» Exercise goal: Reproduce the records verbatim, everything from the line containing "For every instance of the cable" down to the end of the records.

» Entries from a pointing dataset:
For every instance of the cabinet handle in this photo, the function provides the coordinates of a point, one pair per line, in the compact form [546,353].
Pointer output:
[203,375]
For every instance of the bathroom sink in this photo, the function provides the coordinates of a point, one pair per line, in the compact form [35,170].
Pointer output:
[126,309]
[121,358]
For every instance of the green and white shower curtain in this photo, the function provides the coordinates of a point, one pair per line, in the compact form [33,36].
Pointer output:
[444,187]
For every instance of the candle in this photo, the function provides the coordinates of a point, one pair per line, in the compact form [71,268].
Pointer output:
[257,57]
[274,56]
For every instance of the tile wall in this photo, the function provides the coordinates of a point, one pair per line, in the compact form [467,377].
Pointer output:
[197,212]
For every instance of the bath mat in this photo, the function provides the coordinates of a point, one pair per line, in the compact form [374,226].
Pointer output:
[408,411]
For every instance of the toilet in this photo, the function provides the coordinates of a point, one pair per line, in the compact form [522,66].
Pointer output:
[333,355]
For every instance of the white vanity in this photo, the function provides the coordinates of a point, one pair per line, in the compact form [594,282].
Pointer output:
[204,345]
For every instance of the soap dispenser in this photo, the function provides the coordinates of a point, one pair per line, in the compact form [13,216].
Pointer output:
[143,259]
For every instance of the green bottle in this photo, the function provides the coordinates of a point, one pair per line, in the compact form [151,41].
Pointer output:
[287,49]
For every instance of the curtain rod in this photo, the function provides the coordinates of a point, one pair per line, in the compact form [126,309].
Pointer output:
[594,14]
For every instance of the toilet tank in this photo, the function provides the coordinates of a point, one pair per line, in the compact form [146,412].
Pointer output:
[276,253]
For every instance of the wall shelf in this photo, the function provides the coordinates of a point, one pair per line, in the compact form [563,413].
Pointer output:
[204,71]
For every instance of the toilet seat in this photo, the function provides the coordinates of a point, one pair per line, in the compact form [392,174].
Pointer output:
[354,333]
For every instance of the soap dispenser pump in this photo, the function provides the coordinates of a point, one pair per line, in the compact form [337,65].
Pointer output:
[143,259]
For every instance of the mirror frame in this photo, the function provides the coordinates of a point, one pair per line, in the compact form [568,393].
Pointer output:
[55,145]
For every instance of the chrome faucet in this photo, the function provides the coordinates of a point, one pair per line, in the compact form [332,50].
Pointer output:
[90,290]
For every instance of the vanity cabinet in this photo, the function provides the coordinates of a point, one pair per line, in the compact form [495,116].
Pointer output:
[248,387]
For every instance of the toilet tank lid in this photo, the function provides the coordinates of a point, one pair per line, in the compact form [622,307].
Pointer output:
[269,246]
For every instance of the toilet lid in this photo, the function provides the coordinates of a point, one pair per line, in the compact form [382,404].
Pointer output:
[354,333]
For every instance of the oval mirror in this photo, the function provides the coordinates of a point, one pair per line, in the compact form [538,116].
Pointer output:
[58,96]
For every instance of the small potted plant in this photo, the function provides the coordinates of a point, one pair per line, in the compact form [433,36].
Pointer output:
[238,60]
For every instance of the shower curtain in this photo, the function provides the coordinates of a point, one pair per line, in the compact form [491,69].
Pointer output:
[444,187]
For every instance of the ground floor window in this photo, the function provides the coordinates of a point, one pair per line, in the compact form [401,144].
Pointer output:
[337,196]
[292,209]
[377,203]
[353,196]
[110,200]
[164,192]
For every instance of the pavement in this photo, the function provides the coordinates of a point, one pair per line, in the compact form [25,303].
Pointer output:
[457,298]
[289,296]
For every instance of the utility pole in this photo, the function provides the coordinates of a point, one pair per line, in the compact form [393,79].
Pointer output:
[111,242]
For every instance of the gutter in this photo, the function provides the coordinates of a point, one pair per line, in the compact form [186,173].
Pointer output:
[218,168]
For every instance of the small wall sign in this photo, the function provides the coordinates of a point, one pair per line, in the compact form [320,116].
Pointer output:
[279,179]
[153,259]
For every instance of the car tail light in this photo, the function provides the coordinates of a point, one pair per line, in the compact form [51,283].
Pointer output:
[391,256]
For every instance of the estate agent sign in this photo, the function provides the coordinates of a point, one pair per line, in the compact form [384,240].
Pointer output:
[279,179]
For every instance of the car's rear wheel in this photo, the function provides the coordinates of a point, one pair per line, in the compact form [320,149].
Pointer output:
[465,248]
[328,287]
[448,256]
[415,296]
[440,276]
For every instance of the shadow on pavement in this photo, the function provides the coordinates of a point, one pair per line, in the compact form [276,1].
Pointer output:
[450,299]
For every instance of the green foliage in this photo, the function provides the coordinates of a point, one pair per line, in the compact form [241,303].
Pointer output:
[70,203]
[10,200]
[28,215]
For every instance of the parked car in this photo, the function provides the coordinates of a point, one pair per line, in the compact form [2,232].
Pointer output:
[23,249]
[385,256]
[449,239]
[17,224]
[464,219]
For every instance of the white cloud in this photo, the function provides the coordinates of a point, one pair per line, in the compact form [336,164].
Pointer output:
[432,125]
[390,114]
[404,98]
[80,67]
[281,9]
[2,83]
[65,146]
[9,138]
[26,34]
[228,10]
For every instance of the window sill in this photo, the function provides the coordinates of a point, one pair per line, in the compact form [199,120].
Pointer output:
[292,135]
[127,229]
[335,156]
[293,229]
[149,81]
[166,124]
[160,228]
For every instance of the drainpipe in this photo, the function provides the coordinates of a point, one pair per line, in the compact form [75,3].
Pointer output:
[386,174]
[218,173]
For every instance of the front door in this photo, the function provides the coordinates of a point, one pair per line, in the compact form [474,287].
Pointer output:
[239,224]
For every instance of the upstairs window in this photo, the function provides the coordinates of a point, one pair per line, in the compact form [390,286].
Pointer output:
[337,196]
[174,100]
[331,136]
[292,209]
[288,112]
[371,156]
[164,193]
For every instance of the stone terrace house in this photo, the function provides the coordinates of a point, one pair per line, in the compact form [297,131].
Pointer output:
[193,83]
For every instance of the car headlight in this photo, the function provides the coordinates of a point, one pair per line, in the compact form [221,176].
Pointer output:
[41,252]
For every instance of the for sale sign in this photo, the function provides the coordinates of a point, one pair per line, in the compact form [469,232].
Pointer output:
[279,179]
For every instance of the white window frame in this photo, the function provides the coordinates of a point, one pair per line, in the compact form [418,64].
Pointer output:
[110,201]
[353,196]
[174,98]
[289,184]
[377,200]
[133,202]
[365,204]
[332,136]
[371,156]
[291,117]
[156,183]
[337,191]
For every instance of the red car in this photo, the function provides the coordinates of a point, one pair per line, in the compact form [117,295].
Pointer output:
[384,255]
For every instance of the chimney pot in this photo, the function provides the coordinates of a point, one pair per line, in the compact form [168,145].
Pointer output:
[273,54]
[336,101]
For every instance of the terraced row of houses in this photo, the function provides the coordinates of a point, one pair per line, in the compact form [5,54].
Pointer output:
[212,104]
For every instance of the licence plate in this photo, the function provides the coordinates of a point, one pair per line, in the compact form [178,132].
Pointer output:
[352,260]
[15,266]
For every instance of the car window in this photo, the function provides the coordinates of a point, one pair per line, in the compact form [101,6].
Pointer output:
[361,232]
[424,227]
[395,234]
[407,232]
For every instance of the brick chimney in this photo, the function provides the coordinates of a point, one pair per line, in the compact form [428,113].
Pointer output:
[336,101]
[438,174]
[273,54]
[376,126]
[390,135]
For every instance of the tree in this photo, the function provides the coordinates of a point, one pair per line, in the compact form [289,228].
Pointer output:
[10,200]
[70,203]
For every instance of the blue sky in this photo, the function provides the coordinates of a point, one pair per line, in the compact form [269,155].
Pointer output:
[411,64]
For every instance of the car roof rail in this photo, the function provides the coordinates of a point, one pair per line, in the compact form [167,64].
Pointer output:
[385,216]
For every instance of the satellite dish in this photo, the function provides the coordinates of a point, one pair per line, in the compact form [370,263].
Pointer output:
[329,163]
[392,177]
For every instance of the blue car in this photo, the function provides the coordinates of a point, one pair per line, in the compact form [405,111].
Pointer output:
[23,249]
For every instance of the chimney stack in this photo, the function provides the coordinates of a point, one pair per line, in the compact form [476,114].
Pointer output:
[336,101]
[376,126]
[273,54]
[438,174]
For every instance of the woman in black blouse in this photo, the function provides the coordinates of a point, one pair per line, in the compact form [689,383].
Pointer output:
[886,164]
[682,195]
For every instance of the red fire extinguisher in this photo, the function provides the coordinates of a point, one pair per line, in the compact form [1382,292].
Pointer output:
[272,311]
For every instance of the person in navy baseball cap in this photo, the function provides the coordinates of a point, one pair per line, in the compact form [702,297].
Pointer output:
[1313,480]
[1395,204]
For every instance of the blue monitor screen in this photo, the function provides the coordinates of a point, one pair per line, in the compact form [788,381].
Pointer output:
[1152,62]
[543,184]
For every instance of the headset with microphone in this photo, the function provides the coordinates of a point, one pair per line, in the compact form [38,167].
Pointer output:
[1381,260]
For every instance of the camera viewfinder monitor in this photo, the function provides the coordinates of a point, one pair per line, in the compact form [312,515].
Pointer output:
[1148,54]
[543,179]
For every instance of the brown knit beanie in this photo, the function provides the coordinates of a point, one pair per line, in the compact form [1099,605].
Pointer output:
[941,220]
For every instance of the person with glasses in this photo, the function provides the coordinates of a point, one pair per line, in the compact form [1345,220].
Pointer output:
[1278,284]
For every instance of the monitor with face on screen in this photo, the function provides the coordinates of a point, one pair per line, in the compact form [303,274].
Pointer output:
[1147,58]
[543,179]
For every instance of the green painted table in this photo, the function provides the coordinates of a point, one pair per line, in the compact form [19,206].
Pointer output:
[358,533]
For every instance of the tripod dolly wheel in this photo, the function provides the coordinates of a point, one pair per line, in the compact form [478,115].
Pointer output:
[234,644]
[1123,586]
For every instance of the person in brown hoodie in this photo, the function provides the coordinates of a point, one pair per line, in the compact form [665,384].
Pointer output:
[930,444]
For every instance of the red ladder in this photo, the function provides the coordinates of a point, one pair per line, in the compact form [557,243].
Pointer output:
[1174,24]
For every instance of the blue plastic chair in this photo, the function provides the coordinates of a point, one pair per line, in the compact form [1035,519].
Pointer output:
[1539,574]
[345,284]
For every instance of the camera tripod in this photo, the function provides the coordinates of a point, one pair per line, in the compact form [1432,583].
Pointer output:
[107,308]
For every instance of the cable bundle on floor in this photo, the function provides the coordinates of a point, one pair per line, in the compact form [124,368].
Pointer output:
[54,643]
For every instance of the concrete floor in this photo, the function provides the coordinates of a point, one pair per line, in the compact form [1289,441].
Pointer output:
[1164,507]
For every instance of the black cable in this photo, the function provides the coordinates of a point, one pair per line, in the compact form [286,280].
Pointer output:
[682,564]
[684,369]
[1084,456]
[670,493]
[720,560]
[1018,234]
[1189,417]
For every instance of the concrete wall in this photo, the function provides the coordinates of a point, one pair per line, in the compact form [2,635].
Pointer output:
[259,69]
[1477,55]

» Output:
For every instance of the cable bundle on floor in this photo, the function provides the coordinates of a point, one pair per line, in the compact form [124,368].
Pointer output:
[54,643]
For every instance of the concrete floor in this photo, the function provides the coordinates of a point, one pair per line, in the compact form [1289,441].
Pointer output:
[1164,507]
For every instance of the black cable in this photo, the function provides the coordinates of a point, one pair per line, in the compact form [286,280].
Pointer output:
[682,564]
[684,369]
[1084,456]
[670,493]
[720,560]
[1018,234]
[1189,417]
For every instance of the concrete wall in this photo, the function provides the coordinates of a point, one pair per line, in the compact form [2,635].
Pointer output:
[259,69]
[1477,55]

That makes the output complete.